* **Task to complete**: Below is a listing. Output every line of it exactly.
..............................
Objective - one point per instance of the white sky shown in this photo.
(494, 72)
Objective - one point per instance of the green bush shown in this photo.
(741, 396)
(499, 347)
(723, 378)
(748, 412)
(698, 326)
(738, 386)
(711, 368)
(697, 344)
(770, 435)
..............................
* **Exercise solution**:
Objective - one point per instance of the white sky shown in this photo.
(494, 72)
Objective - one point per instance of the green bush shown in this photo.
(741, 396)
(499, 347)
(723, 378)
(748, 412)
(698, 326)
(738, 386)
(711, 368)
(697, 344)
(770, 435)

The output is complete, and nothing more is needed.